TO DO: Would you reproduce every line of the material below word for word?

Collection entries
═══

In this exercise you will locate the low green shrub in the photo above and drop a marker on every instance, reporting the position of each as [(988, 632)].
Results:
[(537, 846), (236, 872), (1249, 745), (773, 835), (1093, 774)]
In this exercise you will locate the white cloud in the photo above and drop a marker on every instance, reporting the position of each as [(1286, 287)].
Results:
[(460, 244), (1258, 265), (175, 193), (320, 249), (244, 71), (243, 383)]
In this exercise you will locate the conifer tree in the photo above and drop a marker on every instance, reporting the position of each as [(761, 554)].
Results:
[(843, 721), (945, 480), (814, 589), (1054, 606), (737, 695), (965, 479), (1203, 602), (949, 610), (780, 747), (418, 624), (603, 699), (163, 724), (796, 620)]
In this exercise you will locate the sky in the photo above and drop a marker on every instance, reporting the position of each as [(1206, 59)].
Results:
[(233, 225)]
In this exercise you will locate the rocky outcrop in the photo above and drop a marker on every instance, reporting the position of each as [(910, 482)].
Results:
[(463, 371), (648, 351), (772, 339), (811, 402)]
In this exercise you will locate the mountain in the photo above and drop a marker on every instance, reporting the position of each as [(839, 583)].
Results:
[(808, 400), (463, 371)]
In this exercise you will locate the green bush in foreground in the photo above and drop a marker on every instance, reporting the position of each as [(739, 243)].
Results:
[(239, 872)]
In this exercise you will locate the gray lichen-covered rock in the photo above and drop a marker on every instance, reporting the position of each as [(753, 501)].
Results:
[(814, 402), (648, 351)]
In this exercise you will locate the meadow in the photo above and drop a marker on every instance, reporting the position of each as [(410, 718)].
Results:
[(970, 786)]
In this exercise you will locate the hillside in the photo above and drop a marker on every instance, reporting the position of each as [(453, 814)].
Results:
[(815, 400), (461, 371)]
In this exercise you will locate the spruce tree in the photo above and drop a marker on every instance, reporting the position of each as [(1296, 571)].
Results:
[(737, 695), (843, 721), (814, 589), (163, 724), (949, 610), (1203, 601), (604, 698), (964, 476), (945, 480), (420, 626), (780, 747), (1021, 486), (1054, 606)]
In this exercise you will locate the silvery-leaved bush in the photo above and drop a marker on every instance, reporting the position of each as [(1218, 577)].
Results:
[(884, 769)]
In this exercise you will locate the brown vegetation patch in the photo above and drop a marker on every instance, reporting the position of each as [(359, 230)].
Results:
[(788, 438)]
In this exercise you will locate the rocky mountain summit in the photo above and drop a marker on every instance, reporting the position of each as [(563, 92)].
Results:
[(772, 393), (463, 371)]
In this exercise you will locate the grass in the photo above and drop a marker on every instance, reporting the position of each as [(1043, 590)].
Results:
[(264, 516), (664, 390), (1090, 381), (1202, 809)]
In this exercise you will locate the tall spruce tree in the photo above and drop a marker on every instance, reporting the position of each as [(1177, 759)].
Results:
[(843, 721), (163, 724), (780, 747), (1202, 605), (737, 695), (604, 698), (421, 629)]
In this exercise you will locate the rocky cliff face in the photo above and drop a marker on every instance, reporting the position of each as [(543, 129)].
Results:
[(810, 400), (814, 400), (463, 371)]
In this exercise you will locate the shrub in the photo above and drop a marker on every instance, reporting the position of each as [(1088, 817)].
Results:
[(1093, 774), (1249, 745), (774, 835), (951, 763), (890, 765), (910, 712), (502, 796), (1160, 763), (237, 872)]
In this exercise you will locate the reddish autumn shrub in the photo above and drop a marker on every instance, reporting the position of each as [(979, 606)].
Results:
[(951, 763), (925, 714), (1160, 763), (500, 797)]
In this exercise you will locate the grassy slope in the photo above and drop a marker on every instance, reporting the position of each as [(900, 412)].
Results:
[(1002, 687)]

═══

FINISHED TASK:
In this exercise you will locate the low green shrub in the photo above and drop a marker on every instance, reporting the position of each as [(988, 632)].
Results:
[(537, 846), (236, 872), (1249, 745), (773, 835), (1093, 774)]
In this exercise you will locate the white cloud in the photo above and drop a marker on every instance, reporting the position of each as [(1286, 287)].
Results:
[(460, 244), (1258, 265), (175, 193), (320, 249), (244, 71), (243, 383)]
In this exercise you will locate the conifer tree in the photo above and drop a marker on every instance, reporting the position of each as [(761, 554)].
Results:
[(843, 721), (945, 480), (814, 589), (1054, 606), (737, 695), (965, 479), (1203, 602), (949, 610), (780, 747), (418, 624), (603, 699), (163, 724), (796, 620)]
In this exercise you will locate the sky in the photo above and drop a marker on every instance, reporting the position of each as [(1206, 59)].
Results:
[(233, 225)]
In this exercise you will locate the rocky outcrop in the photo above and drop a marker on every instance, reporting the position of each as [(910, 482)].
Results:
[(463, 371), (648, 351), (772, 339), (811, 402)]
In this exercise you will locate the mountain in the photo above and drop a marker on every instance, reporting the position of each as [(839, 583)].
Results:
[(808, 400), (463, 371)]
In this exercise you will locate the green bush in foreground in the photo above and drop a marker on every instance, reporting the position of each as [(739, 243)].
Results:
[(239, 872)]
In this exercise you will locate the gray lichen-covered rock in the photo above and drop a marker on every instance, reporting the position of each as [(753, 501)].
Results:
[(814, 402), (648, 351)]
In this exercise you will locate the meadow in the photo above and drop a marker on every instance, reporting the position of each as [(410, 718)].
Results:
[(970, 786)]
In this exercise you will locate the hillside in the photo above and drop a marker on every instance, reporting the position of each as [(453, 814)].
Results:
[(815, 400), (461, 371)]
In this exercise you will locate the spruce tree in the photo above and drop a marker on every instance, reporting the position of each as [(1296, 571)].
Results:
[(737, 695), (843, 721), (814, 589), (163, 724), (949, 610), (1203, 601), (604, 698), (964, 476), (945, 480), (420, 626), (780, 747), (1021, 486), (1054, 606)]
In this exercise you will locate the silvery-leaved bush in the photo above and drop a marker on every instance, reporting the position of each as [(1218, 577)].
Results:
[(884, 769)]
In this exercise you will locate the brown vegetation patch in the photo above and drop a marker on every instance, reporting the position of each as [(359, 230)].
Results:
[(788, 438)]
In this exercise you will locate the rocky mountain summit in the photo above and drop a marker on every instance, reporting the position of each as [(563, 92)].
Results:
[(772, 393), (463, 371)]
In this exercise you will locate the grass in the photo above and drop a marker on every instance, reporting the position of each as [(1043, 590)].
Results:
[(264, 516), (664, 390), (1090, 381), (1202, 809)]
In this exercise you will locate the tall spruce tree in the photo above and drop a marker on every instance, reporting the position of each as [(1177, 759)].
Results:
[(843, 721), (163, 724), (780, 747), (1202, 605), (737, 695), (604, 698), (421, 629)]
In this exercise you will locate the rocky cliff face in the photo above and drop a marker on every instance, reporting the position of each as [(543, 129)].
Results:
[(810, 400), (814, 400), (463, 371)]
In this exercise you will locate the shrub in the photo above and drop a marker on every instance, reporting the position of each as [(1088, 817)].
Results:
[(1093, 774), (1249, 745), (774, 835), (951, 763), (890, 765), (910, 712), (502, 796), (1160, 763), (237, 872)]
In this exercise you will locate the reddish autumn shrub in the photo above and drop a marker on every instance, reporting the position of each as [(979, 606)].
Results:
[(951, 763), (925, 714), (1160, 763), (500, 797)]
In this exercise you will locate the grassy slope in the photo above and drop a marker on every instance, reporting the position of each as [(900, 412)].
Results:
[(1002, 687)]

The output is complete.